Goal of the exercise:
Without any pictures, copy the records below once more, exactly as they are.

Available records:
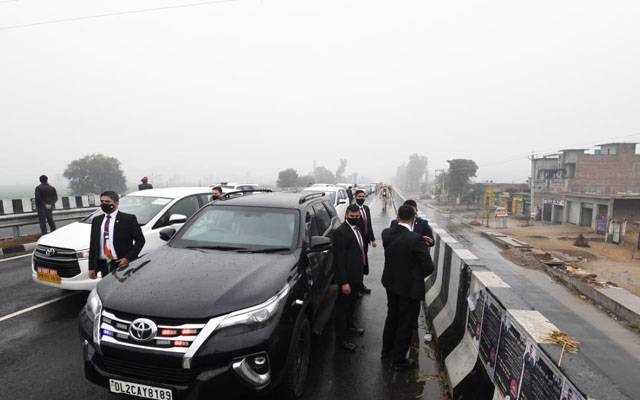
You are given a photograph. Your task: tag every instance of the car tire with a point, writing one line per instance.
(298, 360)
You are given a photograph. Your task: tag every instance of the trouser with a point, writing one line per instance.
(46, 215)
(343, 312)
(401, 322)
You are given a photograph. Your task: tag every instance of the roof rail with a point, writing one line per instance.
(310, 196)
(227, 196)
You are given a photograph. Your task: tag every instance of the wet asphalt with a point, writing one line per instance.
(40, 353)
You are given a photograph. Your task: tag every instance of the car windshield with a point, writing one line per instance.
(143, 207)
(234, 227)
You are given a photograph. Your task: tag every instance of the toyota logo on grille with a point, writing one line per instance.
(143, 329)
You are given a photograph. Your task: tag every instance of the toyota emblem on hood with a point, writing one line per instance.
(143, 330)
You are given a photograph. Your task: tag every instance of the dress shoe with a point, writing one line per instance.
(355, 331)
(403, 365)
(348, 345)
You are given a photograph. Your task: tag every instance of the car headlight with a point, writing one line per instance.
(82, 254)
(93, 309)
(255, 317)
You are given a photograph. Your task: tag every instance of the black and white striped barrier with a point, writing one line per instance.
(490, 341)
(22, 206)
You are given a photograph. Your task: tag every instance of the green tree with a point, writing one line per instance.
(458, 177)
(95, 173)
(288, 178)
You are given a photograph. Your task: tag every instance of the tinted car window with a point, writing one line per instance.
(322, 217)
(246, 227)
(145, 208)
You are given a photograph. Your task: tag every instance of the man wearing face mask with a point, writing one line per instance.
(349, 262)
(216, 193)
(116, 237)
(367, 232)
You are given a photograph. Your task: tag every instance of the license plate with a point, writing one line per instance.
(144, 391)
(48, 275)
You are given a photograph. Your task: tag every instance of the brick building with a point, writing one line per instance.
(588, 189)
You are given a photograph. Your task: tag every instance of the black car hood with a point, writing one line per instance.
(195, 284)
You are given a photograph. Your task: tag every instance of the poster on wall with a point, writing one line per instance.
(540, 378)
(490, 334)
(474, 321)
(511, 350)
(569, 392)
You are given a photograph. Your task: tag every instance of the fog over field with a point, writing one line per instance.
(189, 92)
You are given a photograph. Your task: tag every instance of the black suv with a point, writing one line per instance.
(227, 307)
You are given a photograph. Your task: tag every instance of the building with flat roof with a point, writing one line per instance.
(586, 189)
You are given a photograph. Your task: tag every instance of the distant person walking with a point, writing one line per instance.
(145, 184)
(406, 265)
(46, 198)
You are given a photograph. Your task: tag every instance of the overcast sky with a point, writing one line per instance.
(241, 89)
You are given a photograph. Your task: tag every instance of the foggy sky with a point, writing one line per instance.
(240, 90)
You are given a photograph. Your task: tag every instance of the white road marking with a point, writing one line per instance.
(46, 303)
(15, 258)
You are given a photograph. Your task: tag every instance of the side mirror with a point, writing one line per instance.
(167, 233)
(319, 243)
(177, 219)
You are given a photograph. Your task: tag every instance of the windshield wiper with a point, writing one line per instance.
(222, 248)
(267, 250)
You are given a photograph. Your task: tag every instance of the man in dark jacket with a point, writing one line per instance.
(349, 262)
(420, 225)
(406, 265)
(116, 237)
(367, 231)
(46, 198)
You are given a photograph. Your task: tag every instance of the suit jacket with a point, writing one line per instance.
(370, 235)
(347, 258)
(45, 194)
(406, 262)
(128, 239)
(421, 227)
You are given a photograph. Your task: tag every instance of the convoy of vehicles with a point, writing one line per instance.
(228, 305)
(60, 258)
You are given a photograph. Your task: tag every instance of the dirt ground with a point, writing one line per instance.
(610, 262)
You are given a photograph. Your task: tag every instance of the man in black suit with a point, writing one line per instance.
(420, 225)
(116, 237)
(349, 262)
(406, 265)
(367, 230)
(46, 197)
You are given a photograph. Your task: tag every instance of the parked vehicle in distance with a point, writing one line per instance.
(226, 308)
(60, 258)
(336, 195)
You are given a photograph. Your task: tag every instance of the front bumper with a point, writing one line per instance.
(222, 381)
(78, 282)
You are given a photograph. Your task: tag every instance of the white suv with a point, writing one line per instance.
(61, 257)
(337, 197)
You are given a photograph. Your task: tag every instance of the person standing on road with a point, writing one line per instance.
(216, 193)
(46, 198)
(406, 265)
(116, 237)
(145, 184)
(349, 262)
(420, 225)
(367, 233)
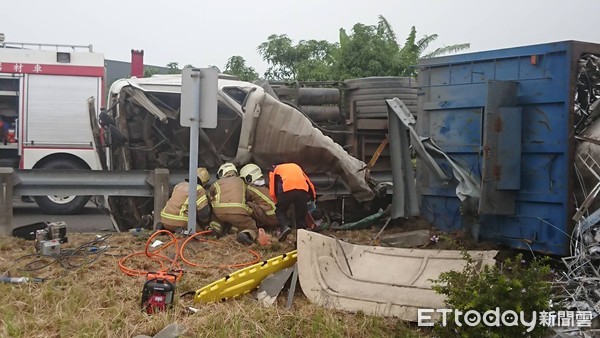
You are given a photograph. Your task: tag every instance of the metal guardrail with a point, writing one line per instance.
(155, 183)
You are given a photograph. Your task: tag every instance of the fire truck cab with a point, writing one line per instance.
(44, 119)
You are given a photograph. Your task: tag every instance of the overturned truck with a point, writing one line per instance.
(144, 132)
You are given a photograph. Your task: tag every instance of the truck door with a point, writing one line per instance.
(9, 117)
(57, 110)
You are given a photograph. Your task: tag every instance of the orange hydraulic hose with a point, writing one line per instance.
(174, 265)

Exercise response:
You are given a photograph. Your task: tag every instance of the car tire with a point, writing one line per instance.
(298, 360)
You are given a photograph. Your task: tag every instance of the trouser with a point, writing one line per instance.
(46, 215)
(343, 312)
(401, 322)
You are given a photograph. Your task: tag every instance of the roof rail with a point, writing one line per instance.
(310, 196)
(227, 196)
You are given a photograph. Your task: tag every instance of the wet asphalt with a point, writing one line per instance.
(40, 353)
You are given a photograph. Your task: tag every instance of the car windshield with a point, writing one line per instance.
(143, 207)
(234, 227)
You are given a photograph. Your task: tag every instance of the toyota logo on grille with a point, writing one line per instance.
(143, 329)
You are given a photograph. Your task: tag every instance of the toyota emblem on hood with a point, writing one line per instance.
(143, 330)
You are given a photograph. Your task: tag every instance of the dress shoe with a point, writing one line per instance.
(355, 331)
(403, 365)
(348, 345)
You are given a photograph. Your task: tag every instance of the car headlight with a point, writing one line per instance.
(82, 254)
(93, 309)
(255, 317)
You are given a photograph. Your task: tag every instance of the black and white striped barrier with a point, writing one line per instance.
(490, 341)
(22, 206)
You are given a photograph. Your task: tag every instance of the green tree with a point, writing one line per instance.
(458, 177)
(95, 173)
(288, 178)
You are given a photograph. Your task: tag every instance of the tinted car window with a point, writing one line per instance.
(322, 217)
(246, 227)
(145, 208)
You are given a photograph. Your task: tag every instance of the man wearing face mask with a point, writing one line per instance.
(349, 262)
(216, 193)
(116, 237)
(367, 232)
You are given a photograph. Your task: tag every instance of the license plate with a point, writing one line per instance.
(144, 391)
(48, 275)
You are given a photograph. Your task: tag every instance of the brick building with a point, writing one line per instance.
(588, 189)
You are given a photograph. Your task: tag every instance of the black car hood with a point, writing one line per instance.
(195, 284)
You are given a photograph. Your task: tag every instance of the poster on wall with a point, writing one line per instance.
(540, 378)
(490, 334)
(474, 321)
(511, 350)
(569, 392)
You are given a photograph. Your task: tag every instance of the fog over field with a point, writing one line per instance.
(189, 92)
You are given a photograph. Your task: tag every instance of the black suv with a point, writing one line per instance.
(227, 307)
You are given a photograph. Your task: tag every instance of the building with flat roof with a point, writing one line per instance.
(586, 189)
You are given a photograph. Your task: tag every instance of the distant person walking with a point, writing one line per instance.
(145, 184)
(406, 265)
(46, 198)
You are given a photograph. Your task: tag every instance of the overcast sky with a point, writing one line per instance.
(241, 89)
You are given a photograph. Your task: tag every instance of the foggy sky with a point, writing one line per instance.
(240, 90)
You are given a photograph. Your task: tag every instance of the white road marking with a point, writing one line per instance.
(46, 303)
(15, 258)
You are given a photograph. Your task: tag every instance of the side mirror with a point, writing one line per instance.
(167, 233)
(319, 243)
(177, 219)
You are given a photograph. Your task: tag every instance of the windshield wiper with a point, writing one line per instance.
(222, 248)
(267, 250)
You are given a photograph. Your task: tag every instance of the man in dark jacket with a point, writing one line per instance.
(349, 262)
(420, 225)
(406, 265)
(116, 237)
(367, 231)
(46, 198)
You are given a photograph. Your task: tag every instance of the suit jacket with a point, writing one line per instance.
(370, 235)
(347, 258)
(45, 194)
(406, 262)
(128, 239)
(421, 227)
You are given a photograph. Your task: tag every instance of the convoy of vehicles with a point, writing one line per instance.
(228, 305)
(60, 258)
You are given a photograph. Your task: tag every instance of the dirt ground with a point, writing one line per instance.
(610, 262)
You are given a photograph. Your task: tag every instance of the man in black suit with a point, writing one line per instance.
(420, 225)
(116, 237)
(349, 262)
(406, 265)
(367, 230)
(46, 197)
You are given a photograph. Your task: tag every instance of the parked vehicle in distance with a point, writing one line per instance.
(226, 308)
(60, 258)
(336, 195)
You are given a photograph. Your task: tag every instance of the front bumper with a point, writing one line per instance.
(222, 381)
(78, 282)
You are given a photograph. Your task: tag every instance of the white suv with a point, writing one line per instance.
(61, 257)
(337, 197)
You are given a photograph. Your task: tag every instance of the person standing on road with a point, writing one line per instance.
(216, 193)
(46, 198)
(406, 265)
(116, 237)
(145, 184)
(349, 262)
(420, 225)
(367, 233)
You are given a photograph. Your task: tag every instance of the metal guardrail with a point, writing one line per instance.
(155, 183)
You are given a photograph. Your task: tag every instance of the fire truck cab with a point, writing one line per instance.
(44, 119)
You are given a photograph. Your task: tag every instance of the overturned truck with a point, writing one line per instance.
(144, 132)
You are given a photograph. Your task: tag every instance of the truck door with a point, writing one line per instance.
(9, 117)
(57, 110)
You are given a photograph. Your task: tag every instance of the orange hydraulic hose with a point, writing one line per instance.
(174, 265)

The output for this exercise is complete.